Appellante heeft in hoger beroep betoogd dat het voor het uitvoeren van haar re-integratietaak noodzakelijk is dat zij de beschikking heeft over het volledige WW-dossier, omdat daarin alle informatie die van belang kan zijn voor de re-integratie aanwezig is. Appellante heeft betoogd dat zij niet eerder de inschakeling in de arbeid van een voormalige werknemer kan bevorderen dan wanneer zij een compleet beeld en overzicht heeft van de uitkeringssituatie van deze werknemer.
3.2.
Het Uwv heeft zich - onder verwijzing naar de uitspraak van de Raad van 19 november 2014, ECLI:NL:CRVB:2014:3821 - op het standpunt gesteld dat aangezien aan deze procedure een verzoek ten grondslag ligt om het volledige uitkeringsdossier te verstrekken zonder een specifieke motivering van de noodzaak van de verlangde gegevens met het oog op re-integratie, er geen aanleiding bestaat om deze stukken te verstrekken.
4. De Raad komt tot de volgende beoordeling.
4.1.
══════════
◆ Opdrachten
**a.** Beantwoord de volgende vragen aan de hand van de tekst over het WW-dossier.
(i) Wat is er volgens appellante aanwezig in het volledige WW-dossier?
(ii) Naar welke uitspraak van de Raad verwijst het Uwv, met datum en ECLI-nummer?
(iii) Wat ontbreekt er volgens het Uwv bij het verzoek dat aan deze procedure ten grondslag ligt?
**b.** Maak de tekst over het WW-dossier af door verder te schrijven na de laatst getoonde regel.
══════════
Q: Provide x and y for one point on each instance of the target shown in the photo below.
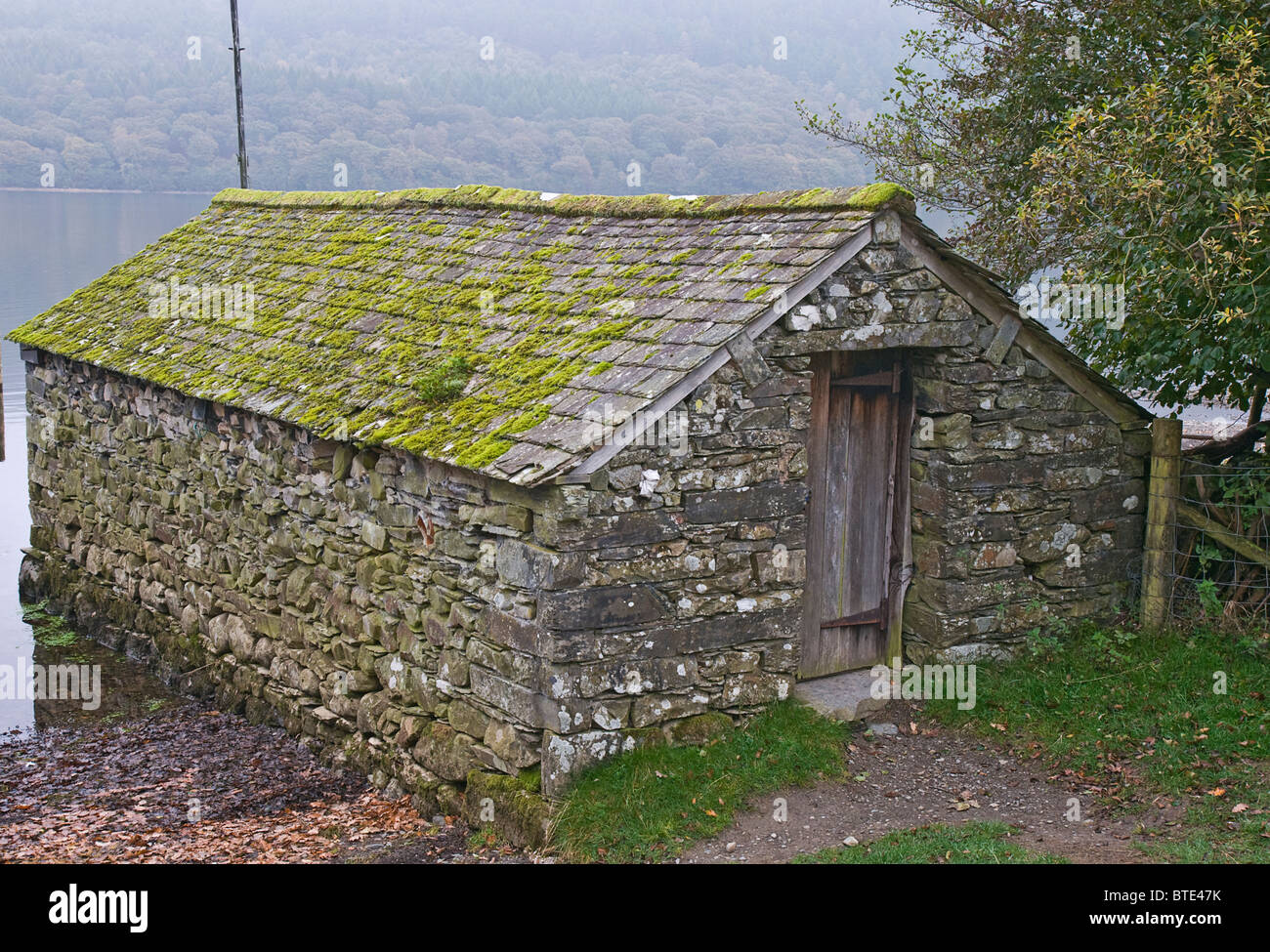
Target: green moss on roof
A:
(433, 320)
(491, 197)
══════════
◆ Uitgewerkte opgaven
**a.**
(i) Alle informatie die van belang kan zijn voor de re-integratie.
(ii) De uitspraak van 19 november 2014, ECLI:NL:CRVB:2014:3821.
(iii) Een specifieke motivering van de noodzaak van de verlangde gegevens met het oog op re-integratie.

**b.**
Tussen partijen is niet meer in geschil dat alle besluiten van het Uwv betreffende het recht, het geldend maken van het recht, de hoogte of de duur van werkloosheidsuitkeringen van ex-werknemers door het Uwv aan appellante bekend moeten worden gemaakt. De verplichting daartoe vloeit rechtstreeks voort uit artikel 3:41 van de Algemene wet bestuursrecht (Awb) en vereist geen voorafgaand verzoek van appellante (vgl. overweging 3.3.1 van de uitspraak van 22 maart 2004, ECLI:NL:CRVB:2004:AO7429, en overweging 4.1.2 van de in 3.2 genoemde uitspraak van 19 november 2014).
4.2.
Het oordeel van de rechtbank dat het Uwv terecht geweigerd heeft de door appellante gevraagde stukken uit het uitkeringsdossier van werkneemster te verstrekken is juist voor zover het gaat om andere dossierstukken dan ten aanzien van werkneemster genomen besluiten. Verwezen wordt naar de overwegingen 4.2.1 tot en met 4.3.1 van de uitspraak van 19 november 2014. Die overwegingen zijn ook in deze zaak van toepassing. Het verzoek om informatie over werkneemster bevat geen specifieke motivering van de noodzaak van de verlangde gegevensverstrekking met het oog op de re-integratie. Weliswaar heeft appellante aangevoerd dat zij [BV] heeft ingeschakeld en aldus vorm heeft gegeven aan haar verplichting om de inschakeling van ex-werknemers te bevorderen, maar niet is gebleken dat de re-integratie van werkneemster daadwerkelijk ter hand was genomen.
4.3.
Uit 4.2 volgt dat de aangevallen uitspraak met verbetering van gronden voor bevestiging in aanmerking komt.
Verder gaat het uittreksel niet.